Where does the string "street" occur in the records? Copy each line that holds it.
____
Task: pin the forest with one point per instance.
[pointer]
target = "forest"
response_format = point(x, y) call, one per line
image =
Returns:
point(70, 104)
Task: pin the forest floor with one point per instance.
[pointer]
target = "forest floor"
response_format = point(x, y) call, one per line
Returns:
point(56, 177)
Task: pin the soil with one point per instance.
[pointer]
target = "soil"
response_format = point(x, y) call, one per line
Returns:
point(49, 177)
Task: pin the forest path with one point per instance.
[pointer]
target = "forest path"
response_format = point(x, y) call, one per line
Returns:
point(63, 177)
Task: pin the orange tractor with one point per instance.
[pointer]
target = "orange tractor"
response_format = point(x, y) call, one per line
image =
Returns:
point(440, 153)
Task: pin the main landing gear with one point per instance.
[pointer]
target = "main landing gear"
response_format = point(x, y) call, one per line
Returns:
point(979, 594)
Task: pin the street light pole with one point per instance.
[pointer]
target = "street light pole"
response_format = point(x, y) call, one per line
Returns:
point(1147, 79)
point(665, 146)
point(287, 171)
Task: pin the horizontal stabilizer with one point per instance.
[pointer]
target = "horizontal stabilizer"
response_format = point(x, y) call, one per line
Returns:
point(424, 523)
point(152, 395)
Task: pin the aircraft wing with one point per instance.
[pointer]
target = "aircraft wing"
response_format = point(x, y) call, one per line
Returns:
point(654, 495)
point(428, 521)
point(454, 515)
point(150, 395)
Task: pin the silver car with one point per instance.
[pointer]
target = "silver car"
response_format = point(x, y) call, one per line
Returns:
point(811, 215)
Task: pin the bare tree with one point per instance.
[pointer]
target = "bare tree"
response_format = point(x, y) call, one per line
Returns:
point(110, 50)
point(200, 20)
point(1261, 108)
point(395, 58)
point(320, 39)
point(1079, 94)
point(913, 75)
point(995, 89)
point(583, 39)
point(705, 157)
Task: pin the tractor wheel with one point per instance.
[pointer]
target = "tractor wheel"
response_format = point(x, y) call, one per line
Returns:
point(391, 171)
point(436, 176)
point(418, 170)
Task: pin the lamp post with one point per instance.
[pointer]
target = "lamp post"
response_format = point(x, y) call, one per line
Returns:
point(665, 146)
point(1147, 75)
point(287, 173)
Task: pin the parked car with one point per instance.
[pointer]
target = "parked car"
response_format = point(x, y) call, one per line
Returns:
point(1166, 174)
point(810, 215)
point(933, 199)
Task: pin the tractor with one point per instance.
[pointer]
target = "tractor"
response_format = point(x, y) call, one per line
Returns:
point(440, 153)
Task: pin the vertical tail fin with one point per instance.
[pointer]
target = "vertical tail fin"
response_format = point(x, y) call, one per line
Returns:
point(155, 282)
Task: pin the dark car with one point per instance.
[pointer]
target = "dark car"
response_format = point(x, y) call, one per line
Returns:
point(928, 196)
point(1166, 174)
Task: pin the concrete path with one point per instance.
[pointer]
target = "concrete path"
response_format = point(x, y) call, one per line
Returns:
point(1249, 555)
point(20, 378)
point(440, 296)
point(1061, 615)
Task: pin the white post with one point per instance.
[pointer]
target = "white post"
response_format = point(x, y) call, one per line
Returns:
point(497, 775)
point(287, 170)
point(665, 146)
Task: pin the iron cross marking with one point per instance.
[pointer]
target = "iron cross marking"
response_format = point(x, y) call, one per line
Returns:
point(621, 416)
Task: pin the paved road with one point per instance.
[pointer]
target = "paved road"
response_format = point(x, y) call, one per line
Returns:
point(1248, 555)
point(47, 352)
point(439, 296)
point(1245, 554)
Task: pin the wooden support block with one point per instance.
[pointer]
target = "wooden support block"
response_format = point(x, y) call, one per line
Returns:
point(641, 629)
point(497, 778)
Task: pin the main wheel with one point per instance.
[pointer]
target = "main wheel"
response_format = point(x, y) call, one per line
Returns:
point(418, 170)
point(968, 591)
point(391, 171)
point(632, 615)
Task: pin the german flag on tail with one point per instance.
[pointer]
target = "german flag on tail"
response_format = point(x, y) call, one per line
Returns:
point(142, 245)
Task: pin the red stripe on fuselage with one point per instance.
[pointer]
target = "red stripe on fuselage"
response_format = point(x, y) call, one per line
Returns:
____
__REPLY TO THE TASK__.
Task: pin the street light pole with one point per instance.
target = "street light pole"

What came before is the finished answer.